Assignment
Your answer must contain each line of the listing in which "left" appears, copied in full.

Records shown
- Opening Delimiter -
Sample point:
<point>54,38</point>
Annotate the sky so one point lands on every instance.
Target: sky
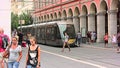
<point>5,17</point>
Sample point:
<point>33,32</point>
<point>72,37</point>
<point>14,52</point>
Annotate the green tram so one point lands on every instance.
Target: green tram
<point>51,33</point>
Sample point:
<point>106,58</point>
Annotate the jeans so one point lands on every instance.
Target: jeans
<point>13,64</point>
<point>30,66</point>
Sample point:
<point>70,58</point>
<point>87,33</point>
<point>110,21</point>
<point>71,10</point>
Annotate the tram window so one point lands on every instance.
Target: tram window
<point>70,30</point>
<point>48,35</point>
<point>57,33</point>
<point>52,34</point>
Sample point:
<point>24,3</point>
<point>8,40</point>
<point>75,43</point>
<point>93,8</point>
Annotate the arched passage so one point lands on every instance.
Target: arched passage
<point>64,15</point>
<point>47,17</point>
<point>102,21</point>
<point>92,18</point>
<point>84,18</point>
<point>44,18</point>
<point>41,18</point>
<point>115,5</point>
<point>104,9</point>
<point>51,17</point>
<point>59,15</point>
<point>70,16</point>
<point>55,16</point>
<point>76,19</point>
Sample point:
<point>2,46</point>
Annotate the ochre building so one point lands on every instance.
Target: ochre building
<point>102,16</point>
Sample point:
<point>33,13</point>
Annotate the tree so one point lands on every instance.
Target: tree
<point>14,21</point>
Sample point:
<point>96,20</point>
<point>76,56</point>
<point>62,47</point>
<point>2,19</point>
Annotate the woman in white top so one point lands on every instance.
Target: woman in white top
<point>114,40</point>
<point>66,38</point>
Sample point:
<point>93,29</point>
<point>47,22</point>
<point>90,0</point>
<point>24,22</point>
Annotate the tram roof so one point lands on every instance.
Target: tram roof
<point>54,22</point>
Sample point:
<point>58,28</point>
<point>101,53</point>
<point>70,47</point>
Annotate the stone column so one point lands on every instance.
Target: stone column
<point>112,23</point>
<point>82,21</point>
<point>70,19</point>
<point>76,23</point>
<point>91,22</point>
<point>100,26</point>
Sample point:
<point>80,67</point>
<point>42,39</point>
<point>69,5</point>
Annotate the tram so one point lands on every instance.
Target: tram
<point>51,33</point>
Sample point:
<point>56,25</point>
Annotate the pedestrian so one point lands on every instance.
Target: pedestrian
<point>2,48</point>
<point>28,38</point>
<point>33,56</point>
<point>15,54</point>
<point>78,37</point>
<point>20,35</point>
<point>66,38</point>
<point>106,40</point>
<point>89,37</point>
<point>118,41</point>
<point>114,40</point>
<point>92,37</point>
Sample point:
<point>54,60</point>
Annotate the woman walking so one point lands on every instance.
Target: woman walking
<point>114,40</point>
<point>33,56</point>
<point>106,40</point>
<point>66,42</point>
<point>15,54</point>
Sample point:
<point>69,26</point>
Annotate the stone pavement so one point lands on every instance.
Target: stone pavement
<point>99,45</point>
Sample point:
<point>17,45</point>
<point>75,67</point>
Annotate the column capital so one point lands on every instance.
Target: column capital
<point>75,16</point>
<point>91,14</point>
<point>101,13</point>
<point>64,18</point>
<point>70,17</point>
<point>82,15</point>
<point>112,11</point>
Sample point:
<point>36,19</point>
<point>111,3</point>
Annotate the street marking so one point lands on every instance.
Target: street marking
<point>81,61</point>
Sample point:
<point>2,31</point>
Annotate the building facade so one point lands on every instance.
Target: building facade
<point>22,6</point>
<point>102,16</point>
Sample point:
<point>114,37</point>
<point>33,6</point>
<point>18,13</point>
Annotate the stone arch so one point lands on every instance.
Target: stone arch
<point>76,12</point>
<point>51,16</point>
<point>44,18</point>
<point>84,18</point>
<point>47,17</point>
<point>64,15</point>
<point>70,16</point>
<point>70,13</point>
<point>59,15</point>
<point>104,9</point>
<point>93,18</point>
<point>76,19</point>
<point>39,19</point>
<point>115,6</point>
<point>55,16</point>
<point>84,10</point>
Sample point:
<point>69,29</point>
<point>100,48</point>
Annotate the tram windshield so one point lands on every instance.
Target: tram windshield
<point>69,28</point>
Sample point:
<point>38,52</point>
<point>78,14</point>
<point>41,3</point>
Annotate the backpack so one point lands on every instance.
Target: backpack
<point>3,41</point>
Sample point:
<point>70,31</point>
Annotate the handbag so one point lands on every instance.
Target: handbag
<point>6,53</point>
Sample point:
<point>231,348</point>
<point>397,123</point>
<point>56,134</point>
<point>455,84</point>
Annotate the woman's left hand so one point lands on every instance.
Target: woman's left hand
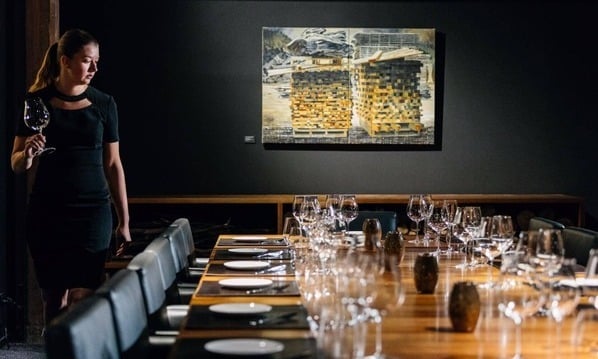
- Closing Delimiter -
Output for this exercise
Annotate the woman's left hand so one point lands on every instance.
Target: woman's left hand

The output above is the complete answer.